* _Work to complete_: The complete listing should be copied out exactly.

_____

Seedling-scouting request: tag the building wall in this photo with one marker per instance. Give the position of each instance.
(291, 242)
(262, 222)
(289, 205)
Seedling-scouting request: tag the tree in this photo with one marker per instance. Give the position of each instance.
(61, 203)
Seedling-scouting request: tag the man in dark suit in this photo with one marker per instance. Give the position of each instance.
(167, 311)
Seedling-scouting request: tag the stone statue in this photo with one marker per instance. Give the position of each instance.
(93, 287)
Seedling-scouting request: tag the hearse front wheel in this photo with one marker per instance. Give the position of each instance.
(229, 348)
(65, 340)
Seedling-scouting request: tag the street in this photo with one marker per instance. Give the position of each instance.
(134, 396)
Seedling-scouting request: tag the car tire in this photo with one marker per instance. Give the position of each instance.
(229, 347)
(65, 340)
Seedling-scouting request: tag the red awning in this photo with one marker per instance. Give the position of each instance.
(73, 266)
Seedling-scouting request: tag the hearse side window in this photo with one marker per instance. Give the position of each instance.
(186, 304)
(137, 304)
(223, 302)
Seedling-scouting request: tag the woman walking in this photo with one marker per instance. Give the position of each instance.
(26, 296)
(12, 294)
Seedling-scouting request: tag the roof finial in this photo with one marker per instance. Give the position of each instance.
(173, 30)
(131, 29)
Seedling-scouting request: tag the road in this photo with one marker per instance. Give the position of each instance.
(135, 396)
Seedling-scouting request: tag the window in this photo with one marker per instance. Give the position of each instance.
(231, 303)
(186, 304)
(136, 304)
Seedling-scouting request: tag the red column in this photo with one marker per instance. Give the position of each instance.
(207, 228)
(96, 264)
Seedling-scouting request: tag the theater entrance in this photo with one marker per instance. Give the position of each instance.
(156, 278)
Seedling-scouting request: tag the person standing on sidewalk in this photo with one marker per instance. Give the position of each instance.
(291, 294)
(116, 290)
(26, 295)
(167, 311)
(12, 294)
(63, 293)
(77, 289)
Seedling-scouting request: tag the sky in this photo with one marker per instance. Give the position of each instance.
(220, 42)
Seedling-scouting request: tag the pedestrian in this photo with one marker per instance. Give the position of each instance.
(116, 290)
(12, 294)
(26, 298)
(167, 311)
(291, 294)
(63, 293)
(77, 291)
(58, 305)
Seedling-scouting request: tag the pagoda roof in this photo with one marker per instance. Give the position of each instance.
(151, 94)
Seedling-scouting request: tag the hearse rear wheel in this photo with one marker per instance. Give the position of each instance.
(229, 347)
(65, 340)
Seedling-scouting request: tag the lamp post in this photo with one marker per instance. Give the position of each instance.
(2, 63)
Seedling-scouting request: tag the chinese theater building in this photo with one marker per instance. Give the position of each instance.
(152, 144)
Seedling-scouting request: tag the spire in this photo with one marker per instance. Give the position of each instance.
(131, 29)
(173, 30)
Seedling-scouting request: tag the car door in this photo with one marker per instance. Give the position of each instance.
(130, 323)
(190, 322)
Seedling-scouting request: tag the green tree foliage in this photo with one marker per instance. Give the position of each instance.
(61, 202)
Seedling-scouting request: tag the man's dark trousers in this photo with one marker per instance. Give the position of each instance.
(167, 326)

_____

* _Answer for this exercise_:
Seedling-scouting request: tag the building wall in this photo with one marker per instance. Give the position of each instance.
(291, 242)
(262, 222)
(289, 205)
Seedling-scouting request: tag the tree in this photo with one marker per instance. Give the position of each instance.
(61, 203)
Seedling-scouting request: tag the man in dark suit in this photo with one marker per instance. Give the position of each instance.
(167, 311)
Seedling-scouting request: tag the stone statue in this photo with one marker per instance. Give the position of each instance.
(93, 287)
Seedling-scouting request: tag the hearse front wheel in this photo with one marker per instance. Give the position of each instance.
(229, 348)
(65, 340)
Seedling-scouting request: tag the street in this photo with one marker per instance. Give the position of each instance.
(134, 396)
Seedling-scouting request: tag the car tire in this photo with one marker per instance. Give the position of each instance.
(229, 347)
(65, 340)
Seedling-scouting request: tag the red awning in this photo with one marker per instance. Give the position of each instance.
(73, 266)
Seedling-scouting request: tag the hearse side window in this photo with one marker per instance. Give the position of each instance.
(186, 304)
(137, 304)
(223, 302)
Seedling-scouting request: tag the woman walking in this photo with one marker per instance. Give the position of each instance.
(26, 296)
(12, 294)
Seedling-scouting request: tag the roof finial in this photo with one marker per instance. Give the position of each instance.
(173, 30)
(131, 29)
Seedling-scouting request: tag the road in this photo with one marker per instance. Give the position of each instance.
(135, 396)
Seedling-scouting request: tag the window in this photo with one marker per instance. Give the position of each instance.
(231, 303)
(186, 304)
(136, 304)
Seedling-scouting request: tag the red column in this photo with one marker per instance. Give the position of each instance.
(207, 228)
(96, 264)
Seedling-scouting request: tag the theater entrance in this photo with one marker per instance. Give the position of each instance.
(156, 278)
Seedling-scouting request: tag the person standing on sidewalk in this photo with one marker per instance. Give the position of each instance.
(291, 294)
(116, 290)
(26, 295)
(167, 311)
(12, 294)
(63, 293)
(77, 289)
Seedling-scouting request: tag the sky in this photo with one marker per instance. Give the position of each instance.
(220, 42)
Seedling-scouting request: tag the pedestrian in this photo with one marker per instance. Give the position of each instance.
(116, 290)
(12, 294)
(26, 298)
(167, 311)
(291, 294)
(63, 293)
(77, 291)
(58, 305)
Seedling-scouting request: tag the pagoda roof in this photo with one marker per instance. Give the position of each instance.
(151, 94)
Seedling-scouting request: tag the hearse rear wheel in this photo with one marker per instance. Give the position of each instance.
(229, 347)
(65, 340)
Seedling-scouting request: tag the lamp post in this photo with one marker per instance. Give the position of each instance.
(2, 63)
Seedling-scouting request: tag the chinese theater building in this photo with one marker per instance. Give the position of each instance.
(152, 144)
Seedling-scouting request: tag the spire in this photo with one marker per instance. Give the position of each instance.
(131, 29)
(173, 30)
Seedling-scouting request: tag the car door in this photo with one marker per instance. Give the position of each instance.
(130, 323)
(190, 322)
Seedling-scouting request: tag the green tree foliage in this photo with one marker per instance. Give the position of each instance.
(61, 202)
Seedling-scouting request: tag the man's dark trousers in this photo with one marker per instance. Give the position of each instance.
(167, 326)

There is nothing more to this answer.